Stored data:
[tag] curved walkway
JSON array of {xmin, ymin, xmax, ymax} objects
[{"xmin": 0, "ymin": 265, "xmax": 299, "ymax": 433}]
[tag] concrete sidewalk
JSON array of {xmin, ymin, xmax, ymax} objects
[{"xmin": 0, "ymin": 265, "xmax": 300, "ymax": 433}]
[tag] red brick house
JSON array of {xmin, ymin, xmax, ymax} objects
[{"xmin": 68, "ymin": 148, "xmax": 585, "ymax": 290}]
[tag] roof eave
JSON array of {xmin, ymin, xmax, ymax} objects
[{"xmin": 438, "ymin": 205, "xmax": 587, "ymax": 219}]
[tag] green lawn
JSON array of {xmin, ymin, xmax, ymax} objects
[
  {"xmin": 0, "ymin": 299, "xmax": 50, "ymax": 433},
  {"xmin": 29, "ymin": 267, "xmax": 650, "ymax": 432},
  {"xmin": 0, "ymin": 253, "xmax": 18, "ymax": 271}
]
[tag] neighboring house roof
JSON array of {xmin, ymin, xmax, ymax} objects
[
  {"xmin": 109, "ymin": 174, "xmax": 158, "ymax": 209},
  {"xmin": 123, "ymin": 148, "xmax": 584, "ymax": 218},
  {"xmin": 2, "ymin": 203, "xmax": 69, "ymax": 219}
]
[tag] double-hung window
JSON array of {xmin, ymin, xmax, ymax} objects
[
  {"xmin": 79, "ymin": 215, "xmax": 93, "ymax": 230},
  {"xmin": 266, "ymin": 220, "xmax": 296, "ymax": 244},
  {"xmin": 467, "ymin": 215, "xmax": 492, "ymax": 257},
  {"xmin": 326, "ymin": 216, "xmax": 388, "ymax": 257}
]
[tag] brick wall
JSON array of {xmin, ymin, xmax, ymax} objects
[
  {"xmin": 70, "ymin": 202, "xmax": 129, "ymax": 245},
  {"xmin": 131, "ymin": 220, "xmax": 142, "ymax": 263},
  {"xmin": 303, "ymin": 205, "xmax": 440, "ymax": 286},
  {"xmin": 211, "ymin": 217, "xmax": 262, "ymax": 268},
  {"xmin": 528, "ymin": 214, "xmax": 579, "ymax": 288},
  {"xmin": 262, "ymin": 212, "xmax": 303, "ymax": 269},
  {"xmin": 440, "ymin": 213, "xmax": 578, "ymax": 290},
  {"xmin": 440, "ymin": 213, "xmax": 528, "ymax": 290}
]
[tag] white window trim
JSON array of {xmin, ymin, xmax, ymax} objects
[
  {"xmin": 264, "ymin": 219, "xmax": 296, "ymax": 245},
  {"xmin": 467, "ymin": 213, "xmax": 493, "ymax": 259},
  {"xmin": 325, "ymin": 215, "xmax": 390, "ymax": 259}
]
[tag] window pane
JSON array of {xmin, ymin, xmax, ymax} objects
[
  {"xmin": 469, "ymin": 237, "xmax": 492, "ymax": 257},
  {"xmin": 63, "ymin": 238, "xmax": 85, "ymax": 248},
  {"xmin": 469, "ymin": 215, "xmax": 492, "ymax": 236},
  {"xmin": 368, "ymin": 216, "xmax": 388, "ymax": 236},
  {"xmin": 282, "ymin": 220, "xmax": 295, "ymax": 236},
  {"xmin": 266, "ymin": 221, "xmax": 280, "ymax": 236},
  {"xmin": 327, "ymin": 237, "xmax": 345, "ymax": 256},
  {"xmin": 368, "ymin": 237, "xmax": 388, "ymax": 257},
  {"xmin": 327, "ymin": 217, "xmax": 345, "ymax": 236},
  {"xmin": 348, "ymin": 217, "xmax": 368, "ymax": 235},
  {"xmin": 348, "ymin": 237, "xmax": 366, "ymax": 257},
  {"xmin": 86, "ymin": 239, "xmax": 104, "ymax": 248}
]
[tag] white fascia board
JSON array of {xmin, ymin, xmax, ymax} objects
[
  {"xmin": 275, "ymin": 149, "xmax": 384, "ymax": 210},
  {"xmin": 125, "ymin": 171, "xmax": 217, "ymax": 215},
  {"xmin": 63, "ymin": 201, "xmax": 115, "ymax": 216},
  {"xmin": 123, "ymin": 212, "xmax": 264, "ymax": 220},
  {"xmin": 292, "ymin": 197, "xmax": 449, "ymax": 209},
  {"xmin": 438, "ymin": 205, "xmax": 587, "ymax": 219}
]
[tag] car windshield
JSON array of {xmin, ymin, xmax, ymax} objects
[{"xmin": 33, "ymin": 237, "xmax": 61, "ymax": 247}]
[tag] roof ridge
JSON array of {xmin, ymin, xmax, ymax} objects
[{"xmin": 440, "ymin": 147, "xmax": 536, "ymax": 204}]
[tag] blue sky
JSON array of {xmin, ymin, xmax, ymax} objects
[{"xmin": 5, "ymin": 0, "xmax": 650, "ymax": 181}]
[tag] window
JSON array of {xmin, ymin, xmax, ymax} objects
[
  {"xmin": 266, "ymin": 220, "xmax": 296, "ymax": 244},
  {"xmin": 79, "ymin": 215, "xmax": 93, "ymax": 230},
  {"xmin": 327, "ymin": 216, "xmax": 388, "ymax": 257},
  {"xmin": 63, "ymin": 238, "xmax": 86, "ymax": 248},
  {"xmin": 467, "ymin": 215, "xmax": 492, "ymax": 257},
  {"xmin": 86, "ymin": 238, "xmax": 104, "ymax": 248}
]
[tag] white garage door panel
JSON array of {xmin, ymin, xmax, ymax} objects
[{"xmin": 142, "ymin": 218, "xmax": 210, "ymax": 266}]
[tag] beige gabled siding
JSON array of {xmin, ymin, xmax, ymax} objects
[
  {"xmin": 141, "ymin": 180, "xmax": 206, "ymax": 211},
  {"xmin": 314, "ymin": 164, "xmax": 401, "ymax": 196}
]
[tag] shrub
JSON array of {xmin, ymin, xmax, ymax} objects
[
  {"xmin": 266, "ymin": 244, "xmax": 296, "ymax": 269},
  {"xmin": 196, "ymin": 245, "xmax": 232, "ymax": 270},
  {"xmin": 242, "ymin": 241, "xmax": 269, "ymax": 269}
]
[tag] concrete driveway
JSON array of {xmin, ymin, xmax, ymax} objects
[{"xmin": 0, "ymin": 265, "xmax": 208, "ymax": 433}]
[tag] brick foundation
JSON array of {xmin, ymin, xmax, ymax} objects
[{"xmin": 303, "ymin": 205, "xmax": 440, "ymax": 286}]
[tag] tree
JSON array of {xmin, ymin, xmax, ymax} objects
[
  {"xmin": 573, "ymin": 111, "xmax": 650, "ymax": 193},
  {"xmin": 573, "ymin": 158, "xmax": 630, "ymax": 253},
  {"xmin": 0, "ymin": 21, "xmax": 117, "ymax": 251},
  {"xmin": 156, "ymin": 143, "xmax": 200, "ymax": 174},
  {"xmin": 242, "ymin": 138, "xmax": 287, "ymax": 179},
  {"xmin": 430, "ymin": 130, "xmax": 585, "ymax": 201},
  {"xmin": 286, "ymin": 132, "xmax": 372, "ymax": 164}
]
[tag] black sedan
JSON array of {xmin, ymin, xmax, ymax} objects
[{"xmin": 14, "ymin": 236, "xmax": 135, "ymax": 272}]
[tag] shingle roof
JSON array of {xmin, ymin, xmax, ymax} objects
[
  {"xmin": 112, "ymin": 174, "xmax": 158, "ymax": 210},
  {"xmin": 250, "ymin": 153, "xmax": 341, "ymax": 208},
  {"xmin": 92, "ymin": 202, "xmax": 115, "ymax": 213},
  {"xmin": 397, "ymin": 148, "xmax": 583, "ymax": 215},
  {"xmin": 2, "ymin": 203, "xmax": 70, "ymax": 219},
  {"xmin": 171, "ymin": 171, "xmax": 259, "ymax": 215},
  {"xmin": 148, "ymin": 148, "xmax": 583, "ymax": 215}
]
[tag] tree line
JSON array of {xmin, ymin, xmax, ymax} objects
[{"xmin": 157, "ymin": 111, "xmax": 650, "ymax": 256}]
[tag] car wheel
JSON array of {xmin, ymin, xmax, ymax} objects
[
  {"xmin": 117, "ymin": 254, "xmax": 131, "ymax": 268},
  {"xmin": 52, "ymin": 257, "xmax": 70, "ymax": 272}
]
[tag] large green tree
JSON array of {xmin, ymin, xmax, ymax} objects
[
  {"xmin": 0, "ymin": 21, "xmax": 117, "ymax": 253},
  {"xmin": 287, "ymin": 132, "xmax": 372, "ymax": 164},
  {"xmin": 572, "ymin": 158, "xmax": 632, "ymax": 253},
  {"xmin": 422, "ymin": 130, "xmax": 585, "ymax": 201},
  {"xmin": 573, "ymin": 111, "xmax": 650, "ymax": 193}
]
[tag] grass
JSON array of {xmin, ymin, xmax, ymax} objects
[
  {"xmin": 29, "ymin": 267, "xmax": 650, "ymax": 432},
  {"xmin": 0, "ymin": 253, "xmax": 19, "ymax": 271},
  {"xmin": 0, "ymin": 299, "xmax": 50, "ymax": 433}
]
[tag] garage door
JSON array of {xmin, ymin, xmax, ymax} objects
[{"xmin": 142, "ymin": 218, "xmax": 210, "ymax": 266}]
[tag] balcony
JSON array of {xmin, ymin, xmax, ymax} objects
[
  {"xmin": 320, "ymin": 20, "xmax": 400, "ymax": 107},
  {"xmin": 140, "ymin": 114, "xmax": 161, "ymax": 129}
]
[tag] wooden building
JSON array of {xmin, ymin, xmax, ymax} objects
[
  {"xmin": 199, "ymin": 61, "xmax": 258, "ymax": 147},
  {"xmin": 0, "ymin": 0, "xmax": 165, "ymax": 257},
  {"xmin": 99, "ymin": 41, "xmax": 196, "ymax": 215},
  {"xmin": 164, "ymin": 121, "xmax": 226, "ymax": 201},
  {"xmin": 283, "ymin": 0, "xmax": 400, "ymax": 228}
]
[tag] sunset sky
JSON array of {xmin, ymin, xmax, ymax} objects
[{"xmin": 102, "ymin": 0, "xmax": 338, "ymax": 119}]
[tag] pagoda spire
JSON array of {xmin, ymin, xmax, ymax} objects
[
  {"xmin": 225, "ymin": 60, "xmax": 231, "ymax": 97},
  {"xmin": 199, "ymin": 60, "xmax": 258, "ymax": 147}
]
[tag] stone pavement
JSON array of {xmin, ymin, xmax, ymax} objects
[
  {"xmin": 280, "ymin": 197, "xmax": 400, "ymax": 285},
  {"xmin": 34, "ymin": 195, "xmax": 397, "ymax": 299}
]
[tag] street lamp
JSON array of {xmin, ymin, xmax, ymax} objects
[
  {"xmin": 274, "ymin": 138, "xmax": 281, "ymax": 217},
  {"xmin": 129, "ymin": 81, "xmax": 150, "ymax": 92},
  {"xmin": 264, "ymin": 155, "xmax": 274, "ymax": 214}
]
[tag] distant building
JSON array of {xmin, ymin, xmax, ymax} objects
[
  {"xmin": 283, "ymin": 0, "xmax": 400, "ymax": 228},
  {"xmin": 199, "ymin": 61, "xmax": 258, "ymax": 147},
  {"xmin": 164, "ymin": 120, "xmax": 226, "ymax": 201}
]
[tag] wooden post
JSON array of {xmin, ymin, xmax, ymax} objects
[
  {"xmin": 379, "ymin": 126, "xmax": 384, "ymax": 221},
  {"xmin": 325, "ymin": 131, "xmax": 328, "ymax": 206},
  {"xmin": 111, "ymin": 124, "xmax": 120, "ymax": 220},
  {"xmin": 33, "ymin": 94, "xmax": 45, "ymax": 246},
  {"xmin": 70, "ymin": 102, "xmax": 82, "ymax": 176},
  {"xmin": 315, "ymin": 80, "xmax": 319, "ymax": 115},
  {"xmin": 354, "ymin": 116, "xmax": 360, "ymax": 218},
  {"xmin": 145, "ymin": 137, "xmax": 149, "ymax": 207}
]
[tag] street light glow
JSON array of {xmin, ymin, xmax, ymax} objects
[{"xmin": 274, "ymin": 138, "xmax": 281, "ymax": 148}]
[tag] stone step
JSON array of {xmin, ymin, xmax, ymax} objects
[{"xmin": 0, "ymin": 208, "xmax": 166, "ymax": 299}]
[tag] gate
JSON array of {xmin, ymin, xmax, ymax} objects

• **STATED TASK**
Rewrite every line above from the one containing "[tag] street light glow" through the end of the lines, keeping the requests as they are. Increase each bounding box coordinate in the answers by 125.

• **EXERCISE OUTPUT**
[tag] street light glow
JSON array of {xmin, ymin, xmax, ymax} objects
[{"xmin": 399, "ymin": 263, "xmax": 406, "ymax": 273}]
[tag] stone step
JSON array of {xmin, ymin, xmax, ymax} objects
[{"xmin": 125, "ymin": 333, "xmax": 291, "ymax": 424}]
[tag] gate
JSON array of {xmin, ymin, xmax, ymax} objects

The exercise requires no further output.